-- Start EXTRACT --
Missing data is a fact of life. Consequently. pandas has good resources for dealing with it. Before we get to the tools and tactics available for dealing with missing data, a brief primer on NaNs, Nones, and Nulls:

<!--- The parentheisis at the end screws up typical markdown --->
### <a href="https://en.wikipedia.org/wiki/Null_(SQL)">Null</a>


Null (or NULL, or null) is a datatype in Structured Query Language (SQL) that signifies the absence of a value. It is not the same as zero (0), and it is not the same as an empty string (''). Nulls will generally be converted to something more Pythonic like NaN or None before you will work on it.

Example:

    SELECT 
        height 
    FROM
        table 
    WHERE
        height IS NOT NULL;

### [None](https://docs.python.org/3.6/library/constants.html#None)

None is Python's builtin datatype used to signify the absence of a value. You basically assign it to a variable like anything else. It is different than false, however please note bool(None) == False. 

Example:

    placeholder = None

### [NaN](https://docs.scipy.org/doc/numpy-1.13.0/user/misc.html)

NaN (not a number) is a datatype from numpy (numpy.NaN, often seen as np.NaN). It is [weird by design](https://en.wikipedia.org/wiki/NaN), but this weirdness allows for some pretty nifty workarounds. Two quick caveats: 1) numpy is technically a float and mixes best with other floats or Python objects; 2) if you are comparing something to NaN, use a specialized function for doing so. When tested for equality, np.NaN == np.NaN is false.
-- End EXTRACT --
-- Start MATERIAL PROVIDED --
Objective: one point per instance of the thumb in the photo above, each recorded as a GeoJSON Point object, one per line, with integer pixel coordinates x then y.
-- End MATERIAL PROVIDED --
* _ACTIONS TO TAKE_:
[A] According to the missing-data primer, what two things is SQL Null said to be different from?
[B] Print the passage of the missing-data primer starting with "Null (or NULL, or" and going on through "work on it.".

* _OUTPUTS_:
[A] Zero (0) and an empty string ('').

[B]
Null (or NULL, or null) is a datatype in Structured Query Language (SQL) that signifies the absence of a value. It is not the same as zero (0), and it is not the same as an empty string (''). Nulls will generally be converted to something more Pythonic like NaN or None before you will work on it.